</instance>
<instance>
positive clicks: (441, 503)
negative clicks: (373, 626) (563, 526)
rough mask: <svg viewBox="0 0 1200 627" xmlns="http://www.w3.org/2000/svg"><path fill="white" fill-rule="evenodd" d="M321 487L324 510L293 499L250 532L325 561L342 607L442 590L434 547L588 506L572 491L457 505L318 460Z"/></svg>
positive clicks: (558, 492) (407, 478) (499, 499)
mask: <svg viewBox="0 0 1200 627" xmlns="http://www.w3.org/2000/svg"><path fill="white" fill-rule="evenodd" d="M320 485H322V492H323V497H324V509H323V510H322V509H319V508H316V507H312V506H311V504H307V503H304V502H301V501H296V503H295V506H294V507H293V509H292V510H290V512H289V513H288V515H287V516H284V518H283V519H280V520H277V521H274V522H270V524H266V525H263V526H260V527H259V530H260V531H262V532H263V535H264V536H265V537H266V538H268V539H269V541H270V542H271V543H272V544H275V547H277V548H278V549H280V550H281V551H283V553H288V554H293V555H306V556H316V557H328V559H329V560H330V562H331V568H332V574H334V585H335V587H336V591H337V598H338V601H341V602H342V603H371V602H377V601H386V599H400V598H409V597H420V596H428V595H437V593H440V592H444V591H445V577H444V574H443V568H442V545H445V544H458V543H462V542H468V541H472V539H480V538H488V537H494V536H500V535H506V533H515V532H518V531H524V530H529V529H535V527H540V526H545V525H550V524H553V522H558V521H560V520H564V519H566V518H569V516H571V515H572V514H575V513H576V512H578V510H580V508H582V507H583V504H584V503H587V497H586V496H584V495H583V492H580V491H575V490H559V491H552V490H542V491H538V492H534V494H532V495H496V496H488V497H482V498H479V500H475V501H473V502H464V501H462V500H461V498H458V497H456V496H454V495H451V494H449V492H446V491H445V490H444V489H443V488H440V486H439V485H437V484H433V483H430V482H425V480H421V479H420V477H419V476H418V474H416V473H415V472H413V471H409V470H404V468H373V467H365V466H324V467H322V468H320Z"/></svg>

+===+

### Exercise objective
Print the records from their start through the line that contains "positive clicks: (558, 492)", with both ends included.

### Reply
</instance>
<instance>
positive clicks: (441, 503)
negative clicks: (373, 626) (563, 526)
rough mask: <svg viewBox="0 0 1200 627" xmlns="http://www.w3.org/2000/svg"><path fill="white" fill-rule="evenodd" d="M321 487L324 510L293 499L250 532L325 561L342 607L442 590L434 547L588 506L572 491L457 505L318 460Z"/></svg>
positive clicks: (558, 492) (407, 478) (499, 499)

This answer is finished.